PROBLEMS TO WORK ON:
(a) Answer each question below from the passage on the BO-RF optimization workflow, one answer per line, marked (i), (ii), (iii).
(i) Which hyperparameter name stands for the number of trees?
(ii) What serves as the input to the objective function?
(iii) Which value is chosen as the output of the objective function?
(b) Write the next part of the passage on the BO-RF optimization workflow, picking up after its final sentence.

SOURCE PASSAGE:
** Begin **

In summary, the BO-RF algorithm adopted in this study follows a systematic optimization workflow:

Step 1: Define Hyperparameter Space: First, based on the characteristics of the random forest algorithm and the specific requirements of the research problem, the range of hyperparameters to be optimized is defined. This includes, but is not limited to: the number of trees (n_estimators), maximum tree depth (max_depth), minimum number of samples required to split an internal node (min_samples_split), minimum number of samples required at a leaf node (min_samples_leaf), and the maximum number of features considered for splitting (max_features).

Step 2: Select Objective Function: The evaluation metric guiding the optimization process, i.e., the objective function, is defined. The input to this function is the hyperparameters defined in the first step, and the output is the metric used to measure model performance. In this study, considering the balance in classification problems, the AUC value is chosen as the output of the objective function because AUC provides a comprehensive evaluation of the model’s ability to distinguish between positive and negative samples.

** End **

DATASET EXCERPTS:
** Begin **

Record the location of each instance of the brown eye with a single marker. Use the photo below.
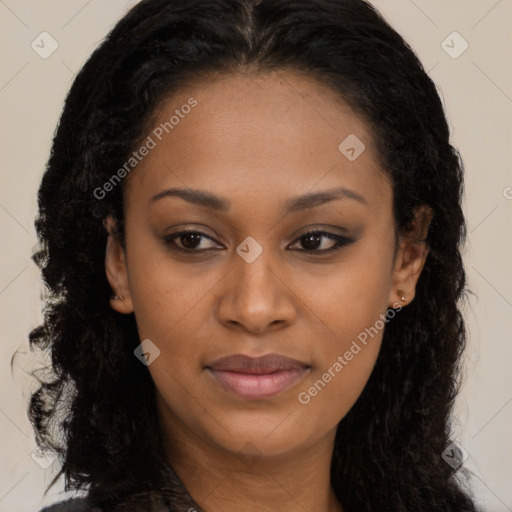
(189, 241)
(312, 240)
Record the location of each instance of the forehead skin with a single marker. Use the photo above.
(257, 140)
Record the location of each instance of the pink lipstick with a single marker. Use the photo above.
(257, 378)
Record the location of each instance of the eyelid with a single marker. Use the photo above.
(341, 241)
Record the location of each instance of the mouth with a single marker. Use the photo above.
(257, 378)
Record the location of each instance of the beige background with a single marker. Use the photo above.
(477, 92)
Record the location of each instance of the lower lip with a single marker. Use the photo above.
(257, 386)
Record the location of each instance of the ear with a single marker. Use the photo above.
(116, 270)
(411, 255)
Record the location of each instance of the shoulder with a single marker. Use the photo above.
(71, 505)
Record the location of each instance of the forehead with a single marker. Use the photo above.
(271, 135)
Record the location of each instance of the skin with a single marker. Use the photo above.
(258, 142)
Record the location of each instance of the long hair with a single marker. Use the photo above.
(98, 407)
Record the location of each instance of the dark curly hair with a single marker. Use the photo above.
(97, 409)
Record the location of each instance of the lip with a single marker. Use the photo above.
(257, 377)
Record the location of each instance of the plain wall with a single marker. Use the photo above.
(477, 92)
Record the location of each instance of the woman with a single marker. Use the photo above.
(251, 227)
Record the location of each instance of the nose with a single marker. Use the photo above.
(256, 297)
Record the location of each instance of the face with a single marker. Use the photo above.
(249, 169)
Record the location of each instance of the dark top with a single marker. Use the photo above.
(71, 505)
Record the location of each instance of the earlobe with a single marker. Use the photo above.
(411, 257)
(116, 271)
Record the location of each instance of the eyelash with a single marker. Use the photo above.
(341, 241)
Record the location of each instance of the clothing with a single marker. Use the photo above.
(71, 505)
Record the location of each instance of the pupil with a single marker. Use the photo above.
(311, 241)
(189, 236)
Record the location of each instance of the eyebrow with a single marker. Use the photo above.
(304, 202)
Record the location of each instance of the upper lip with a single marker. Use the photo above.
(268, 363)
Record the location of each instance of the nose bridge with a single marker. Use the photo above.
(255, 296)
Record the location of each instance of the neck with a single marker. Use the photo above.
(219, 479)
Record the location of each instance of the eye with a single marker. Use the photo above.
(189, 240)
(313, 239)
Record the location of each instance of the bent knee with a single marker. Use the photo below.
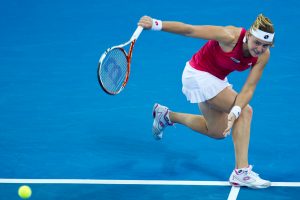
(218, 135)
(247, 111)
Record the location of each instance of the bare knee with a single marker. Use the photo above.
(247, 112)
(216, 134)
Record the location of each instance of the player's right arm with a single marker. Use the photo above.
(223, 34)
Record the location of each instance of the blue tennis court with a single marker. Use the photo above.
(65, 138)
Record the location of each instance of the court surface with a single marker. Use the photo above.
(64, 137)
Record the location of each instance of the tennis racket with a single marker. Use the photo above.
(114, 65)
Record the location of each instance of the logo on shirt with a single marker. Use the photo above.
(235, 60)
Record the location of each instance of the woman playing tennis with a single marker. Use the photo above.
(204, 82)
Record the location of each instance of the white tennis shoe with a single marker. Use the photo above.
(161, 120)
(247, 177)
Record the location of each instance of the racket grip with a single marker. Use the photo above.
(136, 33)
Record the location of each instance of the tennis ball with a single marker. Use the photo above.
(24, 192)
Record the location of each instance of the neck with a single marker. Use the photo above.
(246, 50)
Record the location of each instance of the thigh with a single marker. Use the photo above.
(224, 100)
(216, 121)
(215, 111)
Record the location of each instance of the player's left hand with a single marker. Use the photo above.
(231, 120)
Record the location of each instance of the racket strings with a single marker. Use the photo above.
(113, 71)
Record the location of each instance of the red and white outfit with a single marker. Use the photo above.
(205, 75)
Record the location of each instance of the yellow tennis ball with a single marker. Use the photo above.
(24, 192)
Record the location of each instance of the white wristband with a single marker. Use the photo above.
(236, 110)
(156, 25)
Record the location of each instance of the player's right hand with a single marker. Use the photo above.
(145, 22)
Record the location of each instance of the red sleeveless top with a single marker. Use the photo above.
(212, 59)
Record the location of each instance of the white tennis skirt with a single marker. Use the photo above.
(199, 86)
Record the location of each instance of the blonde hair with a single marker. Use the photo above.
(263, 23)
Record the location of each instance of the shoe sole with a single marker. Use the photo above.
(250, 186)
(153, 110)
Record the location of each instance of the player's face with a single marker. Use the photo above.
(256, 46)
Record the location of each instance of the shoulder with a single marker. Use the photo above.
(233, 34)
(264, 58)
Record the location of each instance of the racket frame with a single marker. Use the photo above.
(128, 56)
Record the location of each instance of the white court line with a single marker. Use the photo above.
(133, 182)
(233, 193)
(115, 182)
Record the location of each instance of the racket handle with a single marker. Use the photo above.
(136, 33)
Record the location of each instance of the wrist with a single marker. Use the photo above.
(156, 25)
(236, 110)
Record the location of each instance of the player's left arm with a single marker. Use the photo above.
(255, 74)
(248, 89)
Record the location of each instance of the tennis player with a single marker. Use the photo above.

** End **

THE RESPONSES:
(a)
(i) n_estimators
(ii) The hyperparameters defined in the first step
(iii) The AUC value

(b)
Step 3: Initialization and Iterative Optimization: At the beginning of optimization, several hyperparameter combinations are randomly selected to evaluate the objective function, serving as initial observation points. Subsequently, the BO algorithm enters an iterative loop: Based on all current observation points (known hyperparameter-performance pairs), the Gaussian process surrogate model is updated; according to the predicted mean and variance from the surrogate model, an acquisition function (e.g., Expected Improvement, EI, or Upper Confidence Bound, UCB) is constructed and optimized to determine the next hyperparameter combination most worthy of evaluation; this newly selected combination is then used to train the RF model and compute its AUC value on the validation set, and this result is added as a new observation point to the historical dataset.

Output Optimal Configuration: Step 3 is repeated until a preset number of iterations or a performance convergence threshold is reached. Finally, the algorithm outputs the hyperparameter combination that achieved the optimal objective function value during the search process. This configuration is considered the optimal setup for the BO-RF model and is subsequently used for final model training and anomaly identification tasks.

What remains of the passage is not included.